#### Task brief:
In the entries below, find each line with the string "running" and copy it.

(Stored data)
++++++++

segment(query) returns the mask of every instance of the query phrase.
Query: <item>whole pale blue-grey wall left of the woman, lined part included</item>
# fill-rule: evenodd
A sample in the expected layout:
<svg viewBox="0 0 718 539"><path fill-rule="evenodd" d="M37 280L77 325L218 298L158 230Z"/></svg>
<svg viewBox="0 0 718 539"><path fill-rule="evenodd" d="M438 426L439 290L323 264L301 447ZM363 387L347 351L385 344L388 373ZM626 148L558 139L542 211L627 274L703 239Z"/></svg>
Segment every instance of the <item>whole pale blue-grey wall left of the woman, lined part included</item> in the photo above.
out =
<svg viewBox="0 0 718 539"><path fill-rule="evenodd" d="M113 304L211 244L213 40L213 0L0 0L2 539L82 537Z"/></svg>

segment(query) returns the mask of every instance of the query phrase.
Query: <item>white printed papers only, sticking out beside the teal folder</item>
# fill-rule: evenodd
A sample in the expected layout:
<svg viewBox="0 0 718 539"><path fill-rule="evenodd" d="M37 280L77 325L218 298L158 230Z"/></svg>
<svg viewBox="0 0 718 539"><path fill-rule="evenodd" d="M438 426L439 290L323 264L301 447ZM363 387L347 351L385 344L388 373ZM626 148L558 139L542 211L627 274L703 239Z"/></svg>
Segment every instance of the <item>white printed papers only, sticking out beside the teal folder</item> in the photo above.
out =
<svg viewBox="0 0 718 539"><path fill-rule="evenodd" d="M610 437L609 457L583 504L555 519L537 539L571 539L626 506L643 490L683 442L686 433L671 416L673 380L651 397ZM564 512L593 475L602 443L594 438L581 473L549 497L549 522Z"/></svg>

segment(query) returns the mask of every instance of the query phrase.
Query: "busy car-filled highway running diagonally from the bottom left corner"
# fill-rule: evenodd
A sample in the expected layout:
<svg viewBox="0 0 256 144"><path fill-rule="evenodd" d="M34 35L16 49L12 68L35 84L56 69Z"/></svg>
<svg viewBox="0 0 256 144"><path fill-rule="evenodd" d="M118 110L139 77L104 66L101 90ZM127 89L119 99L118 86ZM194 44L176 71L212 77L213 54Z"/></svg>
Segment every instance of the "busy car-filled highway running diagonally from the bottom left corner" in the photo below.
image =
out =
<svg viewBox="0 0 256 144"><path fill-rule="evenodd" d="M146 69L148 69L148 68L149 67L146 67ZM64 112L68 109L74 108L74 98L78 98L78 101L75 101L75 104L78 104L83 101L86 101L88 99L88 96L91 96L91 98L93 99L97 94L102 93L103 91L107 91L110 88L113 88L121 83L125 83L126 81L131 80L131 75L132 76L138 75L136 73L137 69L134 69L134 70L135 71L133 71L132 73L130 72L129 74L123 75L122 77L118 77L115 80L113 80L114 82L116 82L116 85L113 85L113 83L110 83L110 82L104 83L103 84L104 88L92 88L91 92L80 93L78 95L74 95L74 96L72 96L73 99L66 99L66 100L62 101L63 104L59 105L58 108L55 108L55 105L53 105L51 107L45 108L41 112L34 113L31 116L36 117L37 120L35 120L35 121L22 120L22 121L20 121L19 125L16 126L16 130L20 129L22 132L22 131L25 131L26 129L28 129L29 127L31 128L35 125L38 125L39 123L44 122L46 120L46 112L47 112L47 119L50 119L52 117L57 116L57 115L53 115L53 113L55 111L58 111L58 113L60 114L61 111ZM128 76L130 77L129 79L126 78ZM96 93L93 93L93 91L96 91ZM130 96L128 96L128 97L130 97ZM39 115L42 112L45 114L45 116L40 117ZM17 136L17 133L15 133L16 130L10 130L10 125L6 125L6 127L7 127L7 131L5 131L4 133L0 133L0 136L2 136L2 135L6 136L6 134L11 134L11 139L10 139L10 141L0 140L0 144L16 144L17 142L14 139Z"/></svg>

++++++++

#### Answer section:
Query: "busy car-filled highway running diagonally from the bottom left corner"
Segment every instance of the "busy car-filled highway running diagonally from the bottom left corner" in the photo below.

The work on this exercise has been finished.